• [About this exercise]: In the MongoDB assignment solution below, how does SQL scale compared with NoSQL?
══ Text block ══
In [11]:
"""
MongoDB Assignment Solution - PWSkills
Complete solution for both theoretical and practical questions
"""

# First, install required packages (run this in Colab)
# !pip install pymongo pandas

import pymongo
import pandas as pd
from pymongo import MongoClient
import json

print("=== MONGODB ASSIGNMENT SOLUTIONS ===\n")

# ==========================================
# THEORETICAL QUESTIONS - ANSWERS
# ==========================================

theoretical_answers = {
    "Q1": """Key differences between SQL and NoSQL databases:
    - Structure: SQL uses structured tables with fixed schema, NoSQL uses flexible document/key-value structures
    - Schema: SQL requires predefined schema, NoSQL is schema-less or schema-flexible
    - Scaling: SQL scales vertically, NoSQL scales horizontally
    - ACID: SQL guarantees full ACID properties, NoSQL may sacrifice some for performance
    - Query Language: SQL uses structured query language, NoSQL uses various query methods
    - Relationships: SQL uses JOINs, NoSQL embeds documents or uses references""",

    "Q2": """What makes MongoDB a good choice for modern applications:
    - Flexible schema design accommodates evolving data requirements
    - Horizontal scaling capabilities handle large datasets
    - Rich query capabilities with aggregation pipeline
    - Built-in replication for high availability
    - JSON-like document storage matches application objects
    - Strong community and ecosystem support""",

    "Q3": """Collections in MongoDB:
    Collections are groups of MongoDB documents, equivalent to tables in SQL databases.
═══
══ Excerpted records ══
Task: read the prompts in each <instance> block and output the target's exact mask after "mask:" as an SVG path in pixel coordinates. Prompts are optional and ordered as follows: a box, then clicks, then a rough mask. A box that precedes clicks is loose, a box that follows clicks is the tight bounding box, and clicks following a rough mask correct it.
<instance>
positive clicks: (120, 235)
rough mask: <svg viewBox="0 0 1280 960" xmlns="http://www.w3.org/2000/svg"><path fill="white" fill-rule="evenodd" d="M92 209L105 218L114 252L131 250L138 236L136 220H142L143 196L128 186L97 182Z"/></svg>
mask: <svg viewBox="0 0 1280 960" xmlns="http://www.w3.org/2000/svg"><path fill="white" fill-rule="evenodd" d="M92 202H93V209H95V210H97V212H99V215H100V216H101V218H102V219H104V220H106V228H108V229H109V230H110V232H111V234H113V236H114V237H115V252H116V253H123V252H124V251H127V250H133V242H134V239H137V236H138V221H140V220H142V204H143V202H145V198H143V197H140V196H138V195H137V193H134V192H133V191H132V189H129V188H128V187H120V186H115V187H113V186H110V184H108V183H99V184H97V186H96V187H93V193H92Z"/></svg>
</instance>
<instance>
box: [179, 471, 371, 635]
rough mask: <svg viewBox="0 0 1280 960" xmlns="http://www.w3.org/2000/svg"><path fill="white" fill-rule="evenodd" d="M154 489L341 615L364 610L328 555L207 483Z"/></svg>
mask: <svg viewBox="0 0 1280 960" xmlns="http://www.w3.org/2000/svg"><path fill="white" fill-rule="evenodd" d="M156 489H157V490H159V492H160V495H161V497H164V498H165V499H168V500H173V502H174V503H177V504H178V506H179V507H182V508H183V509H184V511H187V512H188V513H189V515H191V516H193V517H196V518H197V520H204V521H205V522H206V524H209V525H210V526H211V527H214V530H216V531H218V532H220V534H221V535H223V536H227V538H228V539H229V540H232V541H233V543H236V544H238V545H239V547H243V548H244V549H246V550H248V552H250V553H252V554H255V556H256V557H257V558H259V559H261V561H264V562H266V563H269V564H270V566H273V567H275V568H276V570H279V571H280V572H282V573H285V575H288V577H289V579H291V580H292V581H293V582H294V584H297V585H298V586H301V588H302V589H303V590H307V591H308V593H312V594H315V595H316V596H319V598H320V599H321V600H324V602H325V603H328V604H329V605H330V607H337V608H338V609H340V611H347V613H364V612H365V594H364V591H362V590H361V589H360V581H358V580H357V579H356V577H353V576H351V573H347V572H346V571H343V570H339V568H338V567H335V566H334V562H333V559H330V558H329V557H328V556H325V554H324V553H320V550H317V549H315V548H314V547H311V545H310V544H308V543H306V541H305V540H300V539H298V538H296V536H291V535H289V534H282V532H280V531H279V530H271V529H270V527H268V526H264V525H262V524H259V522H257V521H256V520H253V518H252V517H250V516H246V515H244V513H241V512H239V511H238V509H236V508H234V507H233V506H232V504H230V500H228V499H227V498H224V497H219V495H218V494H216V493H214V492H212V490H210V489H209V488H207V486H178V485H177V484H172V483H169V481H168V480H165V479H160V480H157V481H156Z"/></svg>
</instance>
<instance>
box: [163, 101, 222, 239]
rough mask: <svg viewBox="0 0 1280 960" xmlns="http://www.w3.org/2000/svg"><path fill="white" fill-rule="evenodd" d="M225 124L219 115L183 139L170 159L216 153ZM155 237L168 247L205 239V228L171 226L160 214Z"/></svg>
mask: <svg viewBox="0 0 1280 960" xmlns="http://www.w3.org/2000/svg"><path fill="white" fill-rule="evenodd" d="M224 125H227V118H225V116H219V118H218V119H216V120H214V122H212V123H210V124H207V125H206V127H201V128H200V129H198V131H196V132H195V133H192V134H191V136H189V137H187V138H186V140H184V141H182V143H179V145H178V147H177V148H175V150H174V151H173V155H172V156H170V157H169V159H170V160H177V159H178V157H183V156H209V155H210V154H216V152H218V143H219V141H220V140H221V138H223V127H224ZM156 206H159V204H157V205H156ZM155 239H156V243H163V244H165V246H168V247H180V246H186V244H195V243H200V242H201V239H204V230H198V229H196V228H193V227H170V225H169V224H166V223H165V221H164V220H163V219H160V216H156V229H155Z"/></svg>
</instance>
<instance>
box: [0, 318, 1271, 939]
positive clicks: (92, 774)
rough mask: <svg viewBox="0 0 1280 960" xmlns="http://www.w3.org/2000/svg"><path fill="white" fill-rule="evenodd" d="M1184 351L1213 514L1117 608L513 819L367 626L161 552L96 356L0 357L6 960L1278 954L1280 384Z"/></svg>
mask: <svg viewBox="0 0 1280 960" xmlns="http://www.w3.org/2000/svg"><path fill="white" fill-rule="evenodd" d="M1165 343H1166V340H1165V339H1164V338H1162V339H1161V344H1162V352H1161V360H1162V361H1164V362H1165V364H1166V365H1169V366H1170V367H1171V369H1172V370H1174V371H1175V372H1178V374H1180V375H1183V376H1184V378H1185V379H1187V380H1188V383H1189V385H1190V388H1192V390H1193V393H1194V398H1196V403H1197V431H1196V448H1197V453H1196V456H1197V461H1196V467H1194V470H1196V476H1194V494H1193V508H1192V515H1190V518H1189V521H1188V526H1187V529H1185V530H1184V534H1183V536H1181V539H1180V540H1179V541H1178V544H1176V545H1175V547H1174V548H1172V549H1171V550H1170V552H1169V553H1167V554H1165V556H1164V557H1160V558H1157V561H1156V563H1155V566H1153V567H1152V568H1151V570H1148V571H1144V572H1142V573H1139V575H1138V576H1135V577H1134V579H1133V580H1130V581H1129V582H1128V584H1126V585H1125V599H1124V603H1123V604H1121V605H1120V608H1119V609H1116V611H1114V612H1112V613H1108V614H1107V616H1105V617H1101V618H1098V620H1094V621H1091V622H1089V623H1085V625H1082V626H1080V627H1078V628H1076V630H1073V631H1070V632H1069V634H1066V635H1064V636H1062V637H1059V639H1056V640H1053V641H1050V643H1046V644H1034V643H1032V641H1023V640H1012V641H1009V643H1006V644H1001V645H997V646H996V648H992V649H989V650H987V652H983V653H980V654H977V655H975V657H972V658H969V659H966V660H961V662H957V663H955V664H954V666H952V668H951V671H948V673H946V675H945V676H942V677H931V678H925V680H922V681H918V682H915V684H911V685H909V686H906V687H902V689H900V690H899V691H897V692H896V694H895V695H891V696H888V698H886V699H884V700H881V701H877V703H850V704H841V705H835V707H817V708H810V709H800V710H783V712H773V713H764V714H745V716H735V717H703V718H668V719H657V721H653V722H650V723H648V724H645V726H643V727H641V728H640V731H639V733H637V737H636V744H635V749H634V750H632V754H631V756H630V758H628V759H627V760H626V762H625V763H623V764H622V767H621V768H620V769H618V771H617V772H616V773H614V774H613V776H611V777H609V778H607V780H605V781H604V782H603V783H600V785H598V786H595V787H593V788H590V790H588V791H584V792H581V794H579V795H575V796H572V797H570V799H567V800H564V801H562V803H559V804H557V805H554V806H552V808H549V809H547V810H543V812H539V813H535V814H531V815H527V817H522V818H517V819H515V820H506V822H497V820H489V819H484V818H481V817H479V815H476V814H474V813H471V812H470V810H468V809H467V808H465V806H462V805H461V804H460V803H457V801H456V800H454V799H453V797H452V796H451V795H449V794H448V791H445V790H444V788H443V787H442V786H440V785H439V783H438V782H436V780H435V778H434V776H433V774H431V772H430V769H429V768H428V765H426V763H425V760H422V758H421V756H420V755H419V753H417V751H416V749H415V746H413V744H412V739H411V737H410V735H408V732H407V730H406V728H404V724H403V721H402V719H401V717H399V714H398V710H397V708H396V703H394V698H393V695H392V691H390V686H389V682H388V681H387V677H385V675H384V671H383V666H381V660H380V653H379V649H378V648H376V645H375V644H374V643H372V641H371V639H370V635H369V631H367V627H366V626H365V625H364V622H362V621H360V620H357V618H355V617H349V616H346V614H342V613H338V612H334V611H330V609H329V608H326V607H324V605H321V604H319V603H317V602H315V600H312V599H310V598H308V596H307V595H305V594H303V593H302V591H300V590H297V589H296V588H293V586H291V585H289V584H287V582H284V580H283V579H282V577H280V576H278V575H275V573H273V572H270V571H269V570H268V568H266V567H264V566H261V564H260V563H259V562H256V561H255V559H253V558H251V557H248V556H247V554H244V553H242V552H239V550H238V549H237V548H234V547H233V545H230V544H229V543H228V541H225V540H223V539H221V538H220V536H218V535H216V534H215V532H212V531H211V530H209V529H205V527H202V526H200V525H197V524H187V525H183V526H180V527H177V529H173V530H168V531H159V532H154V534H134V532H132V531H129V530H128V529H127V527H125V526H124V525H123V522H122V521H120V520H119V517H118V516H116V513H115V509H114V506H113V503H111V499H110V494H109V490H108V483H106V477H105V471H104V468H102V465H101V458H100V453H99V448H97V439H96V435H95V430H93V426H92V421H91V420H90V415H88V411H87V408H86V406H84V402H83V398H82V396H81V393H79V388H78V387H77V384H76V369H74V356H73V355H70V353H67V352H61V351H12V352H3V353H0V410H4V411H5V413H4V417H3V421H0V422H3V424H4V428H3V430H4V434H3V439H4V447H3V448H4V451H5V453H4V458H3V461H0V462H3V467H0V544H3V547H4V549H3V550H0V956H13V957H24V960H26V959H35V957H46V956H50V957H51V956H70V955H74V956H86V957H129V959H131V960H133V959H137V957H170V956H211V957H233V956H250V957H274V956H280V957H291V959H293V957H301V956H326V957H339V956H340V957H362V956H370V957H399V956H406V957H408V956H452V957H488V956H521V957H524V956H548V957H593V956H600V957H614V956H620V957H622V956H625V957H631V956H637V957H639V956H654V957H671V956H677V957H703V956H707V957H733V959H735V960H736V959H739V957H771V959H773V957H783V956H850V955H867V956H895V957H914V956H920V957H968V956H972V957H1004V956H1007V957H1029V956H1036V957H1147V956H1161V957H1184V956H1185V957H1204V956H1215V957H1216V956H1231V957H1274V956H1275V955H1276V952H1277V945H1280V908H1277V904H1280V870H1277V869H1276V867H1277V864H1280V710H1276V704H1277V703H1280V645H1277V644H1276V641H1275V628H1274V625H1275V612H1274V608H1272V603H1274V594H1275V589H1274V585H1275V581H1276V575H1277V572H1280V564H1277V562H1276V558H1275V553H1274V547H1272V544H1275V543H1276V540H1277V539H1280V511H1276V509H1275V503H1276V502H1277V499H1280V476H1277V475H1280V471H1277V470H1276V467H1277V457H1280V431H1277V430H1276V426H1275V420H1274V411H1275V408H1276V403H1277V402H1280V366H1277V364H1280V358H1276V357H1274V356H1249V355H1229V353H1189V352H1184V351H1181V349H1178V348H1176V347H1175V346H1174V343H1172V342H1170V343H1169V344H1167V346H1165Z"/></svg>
═══
• [Result for this task]: SQL scales vertically, while NoSQL scales horizontally.